*** Opening DATA ***

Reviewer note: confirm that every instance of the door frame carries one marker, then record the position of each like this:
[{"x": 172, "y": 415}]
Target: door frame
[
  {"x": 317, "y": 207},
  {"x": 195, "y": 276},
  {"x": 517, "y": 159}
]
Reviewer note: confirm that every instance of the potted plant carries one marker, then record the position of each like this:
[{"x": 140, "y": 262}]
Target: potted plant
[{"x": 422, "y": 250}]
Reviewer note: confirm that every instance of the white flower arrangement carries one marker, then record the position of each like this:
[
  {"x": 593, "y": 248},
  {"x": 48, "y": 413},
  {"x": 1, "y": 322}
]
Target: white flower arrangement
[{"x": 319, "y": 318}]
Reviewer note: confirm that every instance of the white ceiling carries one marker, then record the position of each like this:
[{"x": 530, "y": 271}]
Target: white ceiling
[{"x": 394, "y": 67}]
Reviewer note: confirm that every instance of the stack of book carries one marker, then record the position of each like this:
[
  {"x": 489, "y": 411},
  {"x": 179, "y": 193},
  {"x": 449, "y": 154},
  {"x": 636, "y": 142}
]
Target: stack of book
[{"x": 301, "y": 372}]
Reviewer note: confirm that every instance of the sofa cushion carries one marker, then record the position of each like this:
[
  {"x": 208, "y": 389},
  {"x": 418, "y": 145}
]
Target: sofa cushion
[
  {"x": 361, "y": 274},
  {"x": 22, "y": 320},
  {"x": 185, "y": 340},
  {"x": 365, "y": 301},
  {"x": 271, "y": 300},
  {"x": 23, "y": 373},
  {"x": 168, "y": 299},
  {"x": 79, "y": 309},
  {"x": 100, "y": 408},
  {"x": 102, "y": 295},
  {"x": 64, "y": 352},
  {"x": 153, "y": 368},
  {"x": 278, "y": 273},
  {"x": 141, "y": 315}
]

*** Closing DATA ***

• DESCRIPTION OF THE TASK: Only the lines from the one with "Target: door frame" through the end of the data should be printed, each exactly as it appears.

• SOLUTION TO THIS PROBLEM:
Target: door frame
[
  {"x": 317, "y": 207},
  {"x": 195, "y": 276},
  {"x": 517, "y": 159}
]
Reviewer note: confirm that every instance of the potted plant carries one marker, then record the position of each like this:
[{"x": 140, "y": 262}]
Target: potted plant
[{"x": 422, "y": 250}]
Reviewer note: confirm that every instance of the white flower arrangement carries one marker, then record the position of each like this:
[
  {"x": 593, "y": 248},
  {"x": 48, "y": 413},
  {"x": 1, "y": 322}
]
Target: white flower arrangement
[{"x": 319, "y": 318}]
Reviewer note: confirm that every instance of the white ceiling carries one marker, then record the position of each like this:
[{"x": 530, "y": 271}]
Target: white ceiling
[{"x": 394, "y": 67}]
Reviewer note: confirm that every instance of the stack of book carries one marker, then record the position of each like this:
[
  {"x": 489, "y": 411},
  {"x": 179, "y": 193},
  {"x": 449, "y": 154},
  {"x": 636, "y": 142}
]
Target: stack of book
[{"x": 301, "y": 372}]
Reviewer note: confirm that every instance of the sofa cushion carries one marker, then record the position of each like this:
[
  {"x": 208, "y": 389},
  {"x": 418, "y": 145}
]
Target: sofa cushion
[
  {"x": 361, "y": 274},
  {"x": 22, "y": 320},
  {"x": 185, "y": 340},
  {"x": 365, "y": 301},
  {"x": 271, "y": 300},
  {"x": 23, "y": 373},
  {"x": 168, "y": 299},
  {"x": 79, "y": 309},
  {"x": 100, "y": 408},
  {"x": 102, "y": 295},
  {"x": 64, "y": 352},
  {"x": 153, "y": 368},
  {"x": 278, "y": 273},
  {"x": 141, "y": 315}
]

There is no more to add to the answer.